--- MATERIAL PROVIDED Enclosed Below ---

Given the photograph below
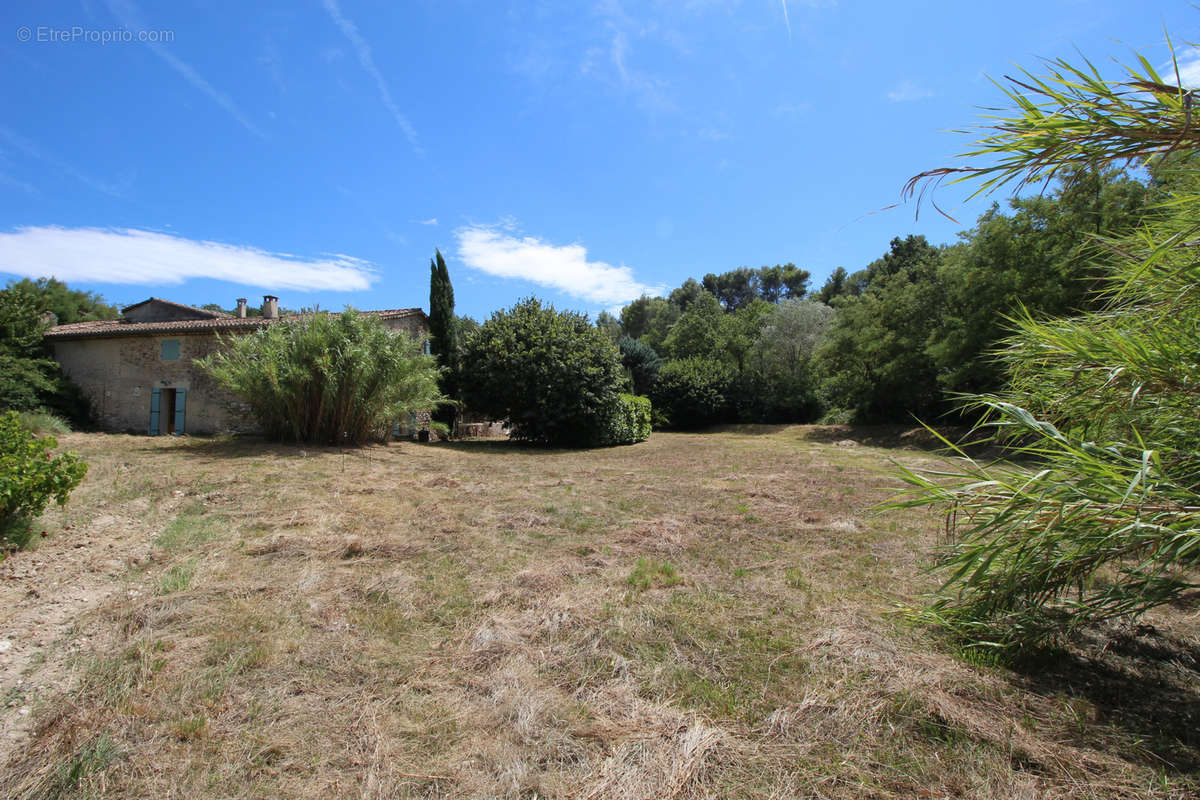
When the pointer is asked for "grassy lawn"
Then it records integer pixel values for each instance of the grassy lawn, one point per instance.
(693, 617)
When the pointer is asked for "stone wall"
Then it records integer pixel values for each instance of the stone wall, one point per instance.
(118, 376)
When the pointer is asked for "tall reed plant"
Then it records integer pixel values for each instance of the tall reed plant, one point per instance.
(327, 378)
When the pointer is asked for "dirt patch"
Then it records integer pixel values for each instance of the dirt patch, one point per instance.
(701, 615)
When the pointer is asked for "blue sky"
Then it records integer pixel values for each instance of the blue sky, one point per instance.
(581, 151)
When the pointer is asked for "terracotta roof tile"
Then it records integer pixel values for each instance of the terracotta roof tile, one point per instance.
(112, 328)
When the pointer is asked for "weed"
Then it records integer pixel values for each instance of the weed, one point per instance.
(190, 728)
(651, 573)
(190, 529)
(177, 578)
(90, 758)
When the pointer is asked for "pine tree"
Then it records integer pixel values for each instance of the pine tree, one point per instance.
(444, 334)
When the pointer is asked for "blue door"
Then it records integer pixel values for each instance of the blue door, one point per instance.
(155, 398)
(180, 405)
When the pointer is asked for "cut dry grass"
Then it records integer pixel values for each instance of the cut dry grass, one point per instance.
(694, 617)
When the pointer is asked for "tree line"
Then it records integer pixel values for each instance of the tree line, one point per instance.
(903, 337)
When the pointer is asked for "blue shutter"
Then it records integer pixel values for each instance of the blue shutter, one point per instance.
(180, 407)
(154, 410)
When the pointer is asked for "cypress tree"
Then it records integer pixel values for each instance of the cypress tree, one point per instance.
(444, 334)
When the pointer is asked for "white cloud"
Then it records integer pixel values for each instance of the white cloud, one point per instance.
(144, 257)
(367, 60)
(502, 251)
(907, 91)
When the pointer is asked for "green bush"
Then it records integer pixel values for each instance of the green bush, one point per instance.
(691, 392)
(629, 421)
(1096, 517)
(43, 423)
(328, 378)
(30, 477)
(552, 374)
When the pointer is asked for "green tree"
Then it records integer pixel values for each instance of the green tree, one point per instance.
(30, 477)
(1043, 257)
(649, 319)
(699, 332)
(551, 374)
(67, 305)
(691, 392)
(328, 378)
(29, 378)
(834, 286)
(610, 325)
(444, 336)
(1101, 518)
(642, 361)
(874, 356)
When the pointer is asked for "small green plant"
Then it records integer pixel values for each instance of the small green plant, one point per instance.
(90, 758)
(651, 573)
(43, 423)
(796, 579)
(190, 529)
(190, 728)
(177, 578)
(30, 477)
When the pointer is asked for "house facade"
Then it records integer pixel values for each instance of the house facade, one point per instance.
(139, 371)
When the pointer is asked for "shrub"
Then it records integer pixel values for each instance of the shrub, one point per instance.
(642, 361)
(30, 477)
(629, 422)
(1098, 517)
(328, 378)
(43, 422)
(691, 392)
(552, 374)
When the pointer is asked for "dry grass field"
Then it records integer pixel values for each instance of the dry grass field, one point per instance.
(693, 617)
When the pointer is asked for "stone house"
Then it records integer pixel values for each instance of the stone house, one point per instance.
(139, 371)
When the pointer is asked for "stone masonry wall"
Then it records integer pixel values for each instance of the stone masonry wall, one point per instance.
(119, 373)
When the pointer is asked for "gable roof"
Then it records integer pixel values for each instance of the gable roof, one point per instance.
(181, 310)
(117, 328)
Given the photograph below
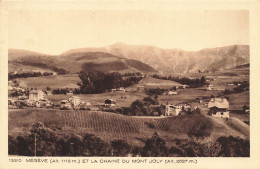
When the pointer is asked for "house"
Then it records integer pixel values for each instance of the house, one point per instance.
(109, 103)
(172, 93)
(36, 95)
(74, 100)
(69, 93)
(121, 89)
(172, 110)
(182, 106)
(65, 104)
(218, 107)
(210, 87)
(48, 93)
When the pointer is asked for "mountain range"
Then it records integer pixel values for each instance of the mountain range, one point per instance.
(144, 58)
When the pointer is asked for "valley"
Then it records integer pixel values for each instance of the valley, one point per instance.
(117, 93)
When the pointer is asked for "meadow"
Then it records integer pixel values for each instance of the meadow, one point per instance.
(158, 83)
(54, 82)
(136, 130)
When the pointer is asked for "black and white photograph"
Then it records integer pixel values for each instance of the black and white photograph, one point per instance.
(128, 83)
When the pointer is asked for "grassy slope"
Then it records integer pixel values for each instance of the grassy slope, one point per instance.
(54, 82)
(154, 83)
(111, 126)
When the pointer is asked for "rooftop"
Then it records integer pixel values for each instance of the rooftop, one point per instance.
(221, 103)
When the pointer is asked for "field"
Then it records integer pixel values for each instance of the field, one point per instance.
(136, 130)
(123, 99)
(54, 82)
(186, 95)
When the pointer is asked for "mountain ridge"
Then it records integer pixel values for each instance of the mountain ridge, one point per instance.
(167, 60)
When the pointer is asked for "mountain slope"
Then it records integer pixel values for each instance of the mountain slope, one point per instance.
(175, 60)
(75, 62)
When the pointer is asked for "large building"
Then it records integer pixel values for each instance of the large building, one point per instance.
(36, 95)
(218, 107)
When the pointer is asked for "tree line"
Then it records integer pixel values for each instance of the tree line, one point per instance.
(100, 82)
(193, 83)
(49, 144)
(147, 107)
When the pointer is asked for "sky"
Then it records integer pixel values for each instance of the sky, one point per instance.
(56, 31)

--- End of Enclosed MATERIAL PROVIDED ---

## WORK INSTRUCTION
Only the lines from the one containing "rooftop, one point per instance." through the last line above belong in your answer. Retype them exactly.

## YOUR RESPONSE
Then it records integer pixel values for each instance of the rooftop, one point per instance.
(221, 103)
When the pointer is asked for "field"
Then it records integer pixel values for each instance of the field, one point per instance.
(136, 130)
(123, 99)
(54, 82)
(186, 95)
When the pointer is asked for "mountain ridge"
Then it records integer pixel values for each instance of the mountain ridge, one point per instance.
(167, 60)
When the pointer is asked for "mountain slope"
Then it records integer pixel values for each instance of the mountain slope, one point per instance.
(175, 60)
(75, 62)
When the pointer is asked for "large building"
Then it records integer pixel values for each instance of the large building, one point per instance.
(36, 95)
(218, 107)
When the pointer is asked for "tree line"
Then it records integer pixel values for each instance of the tree line, one point per instance.
(100, 82)
(193, 83)
(49, 144)
(147, 107)
When the pointer is asked for "sky"
Then it records integer pixel values for each instance of the sky, one point per instance.
(56, 31)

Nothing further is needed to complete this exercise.